• _Given passage_
Skip to content

[Rcpp-devel] can one modify array in R memory from C++ without copying it?

18 messages · Christian Gunning, andre zege, Darren Cook +5 more

#
On Tue, Nov 1, 2011 at 9:11 PM,
<rcpp-devel-request at r-forge.wu-wien.ac.at> wrote:
3 quick points:

1:  For the NumericMatrix->arma, you can use an advanced constructor
to get the behavior that you desire.
http://arma.sourceforge.net/docs.html#Mat -- you'll want copy_aux_mem
= false.

2:  Are you actually doing matrix math?  If you're just doing simple
element-by-element arithmetic, you might get just as good performance
with a simple loop or iterator.  You might try this first to
understand the R/C++ process, and *then* move to using Armadillo :)

3:  For completeness, note that "Rcpp::NumericMatrix r_m(clone(mem));"
*forces* a copy, thus restoring R's "no side-effects" semantics.

-Christian
#
Christian,

1. in my previous post  i used exactly that same constructor you are
talking about as you can see from the code i posted

2. i am not doing any math in this illustrative example, i am just
modifying a toy matrix and showing that this modification didn't propagate
back to R. Which means i am operating on a different chunk of memory, i.e.
i made a copy somewhere. In real life I need to do a some fairly involved
manipulations on several matrices each couple of gigs big, so it'd be nice
not to copy. I have armadillo code that does the job, but i wanted to call
it from R without copying the matrices. In pure R this stuff takes very
long time.

• _Exercise description_
In the Rcpp-devel thread, what setting does Christian say to use with the advanced Armadillo constructor to get the desired behavior?

Data extracted from a collection
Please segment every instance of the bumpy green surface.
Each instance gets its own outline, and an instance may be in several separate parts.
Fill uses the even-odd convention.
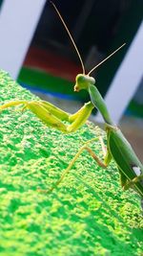
[[[13,99],[35,97],[1,71],[0,105]],[[4,110],[0,124],[0,256],[143,255],[139,198],[122,192],[113,163],[105,171],[84,152],[58,189],[37,191],[98,128],[63,135],[19,107]],[[99,143],[93,150],[102,155]]]

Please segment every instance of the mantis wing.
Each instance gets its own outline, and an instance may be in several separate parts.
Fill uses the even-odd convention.
[[[112,158],[118,166],[123,187],[126,186],[128,181],[143,175],[143,166],[141,162],[119,129],[108,130],[108,143]],[[142,181],[136,182],[134,186],[138,193],[143,197]]]

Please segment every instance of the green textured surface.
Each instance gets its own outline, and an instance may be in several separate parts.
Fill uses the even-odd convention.
[[[35,97],[1,71],[0,104],[12,99]],[[63,135],[18,107],[0,120],[0,256],[143,255],[139,198],[122,192],[113,163],[105,171],[84,152],[52,194],[37,191],[57,180],[98,128]]]

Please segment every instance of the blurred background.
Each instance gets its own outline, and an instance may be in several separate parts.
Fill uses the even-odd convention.
[[[143,160],[143,1],[54,0],[112,116]],[[82,73],[57,13],[46,0],[0,1],[0,68],[40,98],[73,113],[89,101],[73,92]],[[97,112],[92,121],[102,123]]]

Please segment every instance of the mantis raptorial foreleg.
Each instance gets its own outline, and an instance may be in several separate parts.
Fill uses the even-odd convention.
[[[26,108],[34,113],[44,124],[54,128],[64,133],[77,130],[88,120],[92,113],[93,105],[89,102],[85,104],[76,113],[69,114],[59,107],[45,101],[14,101],[0,106],[0,111],[10,106],[23,105],[22,111]],[[69,124],[64,123],[68,122]]]

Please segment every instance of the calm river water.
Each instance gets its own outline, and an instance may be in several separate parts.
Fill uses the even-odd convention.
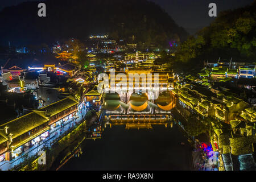
[[[191,170],[192,147],[179,126],[152,127],[105,128],[101,139],[84,141],[82,154],[59,170]]]

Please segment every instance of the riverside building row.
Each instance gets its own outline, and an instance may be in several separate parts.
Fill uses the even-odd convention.
[[[76,118],[78,102],[67,97],[0,124],[0,162],[10,161],[49,137],[60,125]]]

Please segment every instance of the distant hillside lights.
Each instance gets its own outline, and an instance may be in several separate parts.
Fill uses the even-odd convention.
[[[98,75],[99,82],[98,92],[101,93],[117,92],[119,95],[127,92],[130,94],[133,93],[147,93],[149,100],[156,100],[159,93],[159,73],[154,73],[153,79],[151,73],[147,75],[146,76],[145,73],[129,73],[127,76],[125,73],[119,73],[115,75],[115,69],[113,69],[110,72],[110,84],[108,74],[102,73]],[[115,84],[116,81],[119,81]]]
[[[208,6],[209,8],[210,9],[208,11],[208,15],[210,17],[216,17],[217,16],[217,5],[214,3],[210,3]]]
[[[38,15],[39,17],[46,17],[46,5],[44,3],[40,3],[38,6],[38,8],[40,9],[38,11]]]

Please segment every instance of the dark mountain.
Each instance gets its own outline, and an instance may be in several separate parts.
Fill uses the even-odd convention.
[[[1,43],[51,43],[108,34],[110,38],[167,46],[183,40],[187,32],[159,6],[146,0],[46,0],[46,17],[38,16],[38,2],[0,13]]]

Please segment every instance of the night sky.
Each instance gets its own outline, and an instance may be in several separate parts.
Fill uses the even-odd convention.
[[[218,13],[225,10],[243,7],[253,2],[253,0],[150,1],[159,5],[180,26],[185,28],[189,32],[194,32],[196,30],[209,25],[214,20],[214,18],[208,16],[208,5],[211,2],[216,3]],[[5,7],[17,5],[24,1],[27,0],[1,1],[0,10]]]

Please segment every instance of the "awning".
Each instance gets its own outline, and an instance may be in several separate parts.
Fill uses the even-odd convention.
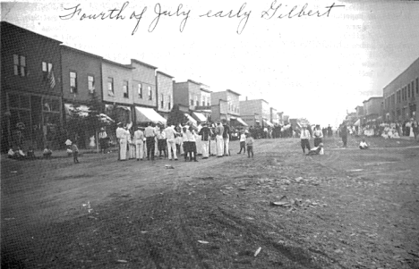
[[[192,112],[192,114],[195,116],[195,119],[197,119],[201,122],[207,122],[207,117],[199,112]]]
[[[109,117],[108,115],[104,114],[104,113],[99,113],[98,115],[98,117],[99,118],[100,122],[102,122],[104,123],[115,122],[115,121],[112,120],[111,117]]]
[[[263,123],[265,123],[268,126],[273,127],[273,124],[270,123],[269,122],[266,121],[266,120],[263,120]]]
[[[196,120],[193,119],[190,114],[188,114],[187,113],[184,113],[184,116],[185,116],[186,118],[188,118],[188,121],[191,122],[192,124],[198,125]]]
[[[135,106],[135,115],[137,116],[137,123],[150,122],[158,123],[160,122],[166,125],[167,122],[167,120],[152,108]]]
[[[237,118],[237,122],[239,122],[243,126],[249,126],[249,125],[247,125],[246,122],[244,122],[244,120],[242,120],[242,118]]]
[[[89,107],[86,105],[78,105],[74,107],[73,104],[64,104],[65,114],[73,116],[77,113],[81,117],[87,117],[89,115]]]
[[[356,121],[355,123],[354,123],[355,126],[359,126],[361,125],[361,120],[358,119],[358,121]]]

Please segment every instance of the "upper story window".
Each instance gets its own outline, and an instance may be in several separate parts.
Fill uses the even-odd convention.
[[[77,93],[77,73],[75,71],[70,71],[70,92]]]
[[[410,82],[410,85],[412,85],[411,88],[412,88],[412,98],[415,97],[415,81],[412,80],[412,82]]]
[[[88,76],[88,89],[90,93],[95,92],[95,77]]]
[[[26,76],[26,57],[13,55],[13,70],[16,76]]]
[[[124,98],[128,98],[129,94],[128,94],[128,81],[124,81],[123,84],[123,93],[124,93]]]
[[[114,78],[107,78],[107,95],[109,97],[114,97],[115,96]]]
[[[138,85],[137,85],[137,93],[138,93],[138,97],[142,99],[142,86],[141,86],[141,83],[138,83]]]
[[[153,99],[153,91],[151,90],[151,87],[148,87],[149,88],[149,100],[151,101]]]
[[[48,73],[52,71],[52,63],[42,62],[42,78],[44,80],[47,80],[48,78]]]

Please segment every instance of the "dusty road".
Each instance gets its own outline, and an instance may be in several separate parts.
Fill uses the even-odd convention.
[[[419,268],[419,144],[370,144],[329,139],[305,156],[298,139],[261,139],[253,159],[199,163],[2,157],[2,268]]]

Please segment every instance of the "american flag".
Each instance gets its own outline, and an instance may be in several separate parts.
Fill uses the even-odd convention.
[[[56,78],[54,77],[54,71],[52,70],[48,72],[47,80],[49,88],[54,88],[56,86]]]

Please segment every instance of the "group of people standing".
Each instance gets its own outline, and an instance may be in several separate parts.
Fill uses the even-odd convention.
[[[216,156],[222,157],[230,156],[229,140],[230,127],[227,121],[221,123],[216,122],[215,126],[203,122],[199,128],[192,125],[165,126],[158,122],[149,122],[146,128],[139,126],[133,135],[130,126],[118,123],[116,139],[118,140],[118,160],[136,158],[137,160],[154,160],[156,154],[159,158],[178,160],[178,155],[184,152],[184,160],[197,160],[197,139],[201,137],[202,159],[207,159],[210,154],[211,139],[215,136]],[[157,147],[157,151],[156,151]]]

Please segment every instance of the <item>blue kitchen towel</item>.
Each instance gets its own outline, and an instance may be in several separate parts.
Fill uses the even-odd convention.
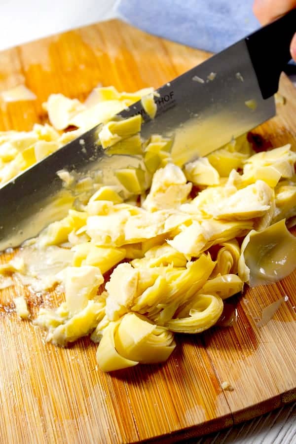
[[[260,27],[253,0],[121,0],[117,14],[161,37],[217,52]]]

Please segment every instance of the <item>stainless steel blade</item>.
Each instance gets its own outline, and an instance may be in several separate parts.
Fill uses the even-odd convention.
[[[141,102],[120,115],[128,117],[140,113],[145,138],[155,133],[173,137],[172,154],[180,165],[208,154],[275,113],[273,98],[262,99],[245,39],[167,83],[158,92],[154,120],[146,114]],[[256,104],[255,110],[246,106],[248,101]],[[58,170],[74,170],[82,177],[101,170],[104,183],[118,184],[112,172],[118,161],[121,167],[130,165],[131,157],[106,156],[97,145],[97,131],[96,127],[80,138],[84,145],[78,139],[73,141],[0,189],[0,251],[20,245],[67,214],[74,197],[63,188]]]

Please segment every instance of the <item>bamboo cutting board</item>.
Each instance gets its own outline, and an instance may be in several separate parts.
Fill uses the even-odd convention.
[[[101,83],[119,90],[157,87],[209,54],[152,37],[117,20],[88,26],[0,53],[0,91],[25,84],[33,102],[0,108],[0,130],[29,130],[43,122],[51,93],[80,100]],[[256,132],[274,147],[295,144],[296,92],[286,77],[278,116]],[[5,262],[9,255],[0,257]],[[0,442],[176,442],[213,432],[296,398],[296,273],[277,285],[247,290],[231,303],[237,319],[198,335],[177,337],[163,365],[113,374],[96,367],[96,346],[85,338],[62,349],[17,318],[11,300],[25,292],[33,316],[54,294],[0,290]],[[265,326],[262,309],[287,295]],[[223,391],[228,381],[233,391]]]

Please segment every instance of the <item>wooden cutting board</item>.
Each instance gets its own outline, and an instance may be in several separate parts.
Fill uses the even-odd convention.
[[[0,53],[0,90],[25,84],[33,102],[1,102],[0,130],[43,122],[51,93],[83,100],[99,83],[132,91],[161,86],[209,54],[112,20]],[[296,139],[296,92],[287,78],[278,115],[256,131],[278,147]],[[0,257],[4,262],[9,255]],[[85,338],[62,349],[18,319],[11,300],[23,292],[33,315],[56,305],[54,294],[33,297],[23,288],[0,291],[0,442],[119,443],[188,439],[259,415],[296,398],[296,273],[277,285],[246,289],[228,327],[177,337],[163,365],[102,373],[96,346]],[[287,295],[265,326],[262,309]],[[223,391],[224,381],[233,391]]]

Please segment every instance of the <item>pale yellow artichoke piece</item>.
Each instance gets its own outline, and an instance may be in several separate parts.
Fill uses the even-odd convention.
[[[142,140],[140,134],[131,136],[117,142],[106,149],[106,154],[126,154],[134,156],[142,154]]]
[[[176,333],[200,333],[214,325],[222,311],[223,301],[219,296],[198,295],[165,327]]]
[[[114,185],[105,185],[94,193],[89,199],[89,202],[96,200],[110,200],[113,204],[122,203],[122,198],[117,192],[118,188]]]
[[[100,102],[119,100],[120,93],[114,86],[101,86],[94,88],[84,102],[88,108],[93,107]]]
[[[114,336],[118,327],[118,322],[111,322],[104,332],[103,337],[97,350],[97,362],[102,371],[112,371],[139,364],[138,361],[124,358],[117,351]]]
[[[134,244],[126,244],[124,245],[125,257],[127,259],[140,259],[143,257],[141,242]]]
[[[123,100],[127,104],[128,106],[138,102],[144,96],[150,94],[154,91],[154,89],[151,87],[148,88],[143,88],[142,89],[139,89],[135,92],[121,92],[119,93],[119,98],[120,100]]]
[[[187,181],[193,185],[218,185],[219,173],[206,157],[200,157],[186,163],[184,172]]]
[[[131,262],[135,267],[158,267],[172,264],[174,267],[185,267],[187,259],[167,243],[152,247],[148,250],[145,257],[141,259],[135,259]]]
[[[165,228],[167,214],[159,211],[149,213],[144,212],[130,217],[124,226],[126,243],[135,243],[167,232]]]
[[[103,274],[125,257],[126,250],[124,248],[92,246],[83,264],[97,267]]]
[[[197,256],[204,249],[210,237],[201,224],[195,221],[189,226],[185,227],[181,233],[167,242],[175,249],[184,255]]]
[[[270,208],[272,189],[262,181],[239,189],[215,205],[205,205],[205,210],[215,219],[243,220],[261,217]]]
[[[205,284],[215,265],[209,255],[202,255],[195,262],[188,262],[185,270],[173,271],[165,277],[168,290],[163,293],[149,318],[158,325],[165,325],[178,307],[196,294]]]
[[[113,202],[110,200],[92,200],[86,207],[89,216],[107,216],[113,212]]]
[[[238,275],[250,287],[276,282],[295,269],[296,237],[283,219],[263,230],[252,230],[241,246]]]
[[[28,168],[35,163],[36,160],[37,160],[36,158],[35,147],[30,147],[26,148],[21,154],[18,154],[15,160],[19,164],[19,167],[22,171]]]
[[[170,154],[166,151],[153,152],[148,151],[144,154],[144,163],[149,173],[153,174],[160,167],[165,166],[170,159]]]
[[[54,152],[60,148],[60,144],[57,142],[46,142],[45,141],[38,141],[34,146],[34,152],[36,160],[38,161],[41,160],[46,156],[49,155],[52,152]]]
[[[73,201],[73,197],[69,192],[62,194],[56,203],[55,208],[61,210],[63,205],[69,205]],[[77,230],[85,225],[87,213],[70,210],[68,215],[61,221],[53,222],[48,225],[37,238],[37,244],[41,247],[48,245],[59,245],[68,240],[68,236],[73,230]]]
[[[181,168],[168,163],[155,173],[150,191],[143,204],[148,211],[178,208],[188,197],[192,184],[187,184]]]
[[[67,128],[73,116],[85,108],[77,99],[69,99],[60,94],[51,94],[42,107],[47,111],[50,123],[57,130]]]
[[[291,151],[291,146],[288,144],[279,148],[254,154],[246,161],[244,173],[249,172],[259,167],[272,166],[282,177],[292,177],[295,174],[296,153]]]
[[[103,148],[108,148],[122,139],[140,132],[141,124],[142,117],[140,114],[128,119],[106,123],[99,133],[99,139]]]
[[[226,299],[242,292],[243,287],[244,283],[238,276],[227,274],[209,279],[200,290],[200,293],[217,295],[222,299]]]
[[[33,126],[33,130],[38,136],[39,140],[57,142],[60,138],[59,133],[48,123],[45,123],[45,125],[35,123]]]
[[[296,216],[296,185],[280,182],[275,191],[276,208],[272,223]]]
[[[157,106],[154,102],[153,93],[143,96],[141,100],[142,106],[150,119],[154,119],[157,111]]]
[[[253,222],[249,221],[193,221],[173,239],[167,242],[185,255],[197,257],[212,245],[246,235],[253,226]]]
[[[142,364],[166,361],[176,346],[173,334],[167,329],[132,313],[121,319],[114,342],[121,356]]]
[[[19,296],[13,299],[15,305],[15,311],[18,316],[22,319],[27,319],[30,316],[27,301],[23,296]]]
[[[46,342],[65,347],[69,342],[87,336],[96,328],[105,314],[104,307],[104,298],[98,302],[89,300],[83,310],[72,317],[65,307],[62,315],[52,309],[40,308],[33,323],[47,330]]]
[[[86,233],[96,245],[120,247],[124,243],[124,229],[129,218],[127,210],[106,216],[90,216],[86,222]]]
[[[74,139],[79,137],[83,133],[83,130],[81,128],[72,131],[66,131],[65,133],[63,133],[59,139],[59,143],[61,146],[66,145],[66,144],[69,144],[69,142],[74,140]],[[80,140],[83,141],[83,142],[84,142],[83,139],[80,139]],[[82,144],[81,145],[81,151],[83,148],[84,145]]]
[[[0,145],[0,160],[4,163],[13,160],[18,154],[18,151],[9,142]]]
[[[210,163],[221,177],[227,177],[232,170],[242,168],[244,161],[247,157],[247,154],[230,152],[224,148],[217,149],[207,156]]]
[[[90,265],[67,267],[59,273],[58,278],[65,286],[66,303],[71,316],[86,306],[104,282],[100,269]]]
[[[169,290],[165,277],[158,276],[154,283],[146,288],[135,300],[132,307],[132,311],[143,313],[150,311],[150,308],[153,305],[157,305],[159,301],[163,299],[163,295]]]
[[[145,172],[142,168],[121,168],[116,170],[115,175],[120,184],[133,194],[140,194],[146,188]]]
[[[229,273],[236,274],[237,265],[240,256],[240,248],[236,239],[221,245],[217,257],[217,263],[212,276],[218,274],[228,274]]]
[[[108,292],[106,313],[111,321],[129,311],[137,295],[139,271],[130,263],[120,263],[112,273],[106,285]]]
[[[246,186],[260,180],[263,181],[271,188],[274,188],[281,176],[281,173],[273,166],[254,166],[253,168],[244,173],[241,176],[242,185]]]
[[[142,257],[150,248],[162,245],[167,237],[167,233],[164,233],[162,234],[156,235],[151,239],[148,239],[147,240],[143,241],[142,243]]]
[[[77,113],[69,119],[69,124],[86,131],[99,123],[105,123],[125,108],[125,104],[119,100],[106,101]]]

• _Reply_
copy_aux_mem = false